■ OBJECTIVE 1 ■
Answer these questions about the email thread on character set encodings:
(a) Which version of ns do Rob Migliore's clients run?
(b) Which two charset values does Netscape support for Central European languages?
(c) Where does the reply say the charset information should ideally be sent?
■ OBJECTIVE 2 ■
Write out every line of the collected data word for word, with nothing left out.

++++ TEXT EXCERPT

Re: char set encodings from Martin J Duerst on 1996-05-24 (www-font@w3.org from April to June 1996)

From: Martin J Duerst <mduerst@ifi.unizh.ch>
Date: Fri, 24 May 1996 14:20:18 +0200 (MET DST)
To: boo@best.com (Walter Ian Kaye)
Cc: www-font@w3.org
Message-Id: <"josef.ifi..265:24.04.96.12.20.22"@ifi.unizh.ch>
Walter Ian Kaye wrote:

>At 4:56p  -0400 05/23/96, Rob Migliore wrote:
>
>>We provide data in several languages such as english, polish, and
>russian 
>>and install the necessary fonts on our clients' systems (running ns 
>>2.02).  We would like to encode our documents of another language in a
>>way that changes the font or the character set automatically without 
>>having to switch to options, etc.  Actually, I believe that we would
>want to change the character set.  Can anyone comment on this?  

Definitely the "charset", which is a well used but very inappropriate
name in MIME to denote encodings of characters. Please don't use
fonts to switch between different encodings, it might work in some
cases, but will give you big headaches in the future.


>>Some of these languages that we would be supporting are not supported
>>directly by ns2.02, they would have to be user defined.  Is it still 
>>possible to automate the switching of the fonts/character sets?
>
>>I've seen the META tag around as follows - does it work?
>
>>  <META HTTP-EQUIV="Content-Type" CONTENT="Text/Html;
>    Charset=iso2022-jp">

Yes, this is correct, and it works on Netscape (and a few other
not so well known browsers). Ideally, this information is sent
in the HTTP header, and not as part of the document, because
there are "charset"s where it is impossible to understand that
tag inside the document.


>First off, there is a difference between "language" and "character set".
>
>There are charsets *associated* with languages, but that's as far as it
>goes.
>
>
>For example, Netscape supports "charset=iso-8859-2" and
>"charset=x-mac-ce" for Central European languages. Note
>that this covers more than one language.

It may be nice help to the user that Netscape supports
x-mac-ce, but please help everywhere to do what fortunately
has worked for Western Europe, namely that only one single
encoding (i.e. "charset") is used. Different platforms currently
still use different local encodings, but for the web, it does
not help to just use your local "charset", or the one you
think might be most popular on target machines. The only
good solution is to stick to very few widely usable sets.

++++++++
++++ MATERIAL PROVIDED

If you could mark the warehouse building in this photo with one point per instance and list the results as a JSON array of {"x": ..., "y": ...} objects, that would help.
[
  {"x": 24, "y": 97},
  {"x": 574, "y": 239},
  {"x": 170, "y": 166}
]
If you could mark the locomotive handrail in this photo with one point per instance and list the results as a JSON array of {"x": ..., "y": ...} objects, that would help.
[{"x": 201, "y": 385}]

++++++++

■ TASK RESULT 1 ■
(a) 2.02
(b) "charset=iso-8859-2" and "charset=x-mac-ce"
(c) In the HTTP header, not as part of the document

■ TASK RESULT 2 ■
If you could mark the warehouse building in this photo with one point per instance and list the results as a JSON array of {"x": ..., "y": ...} objects, that would help.
[
  {"x": 24, "y": 97},
  {"x": 574, "y": 239},
  {"x": 170, "y": 166}
]
If you could mark the locomotive handrail in this photo with one point per instance and list the results as a JSON array of {"x": ..., "y": ...} objects, that would help.
[{"x": 201, "y": 385}]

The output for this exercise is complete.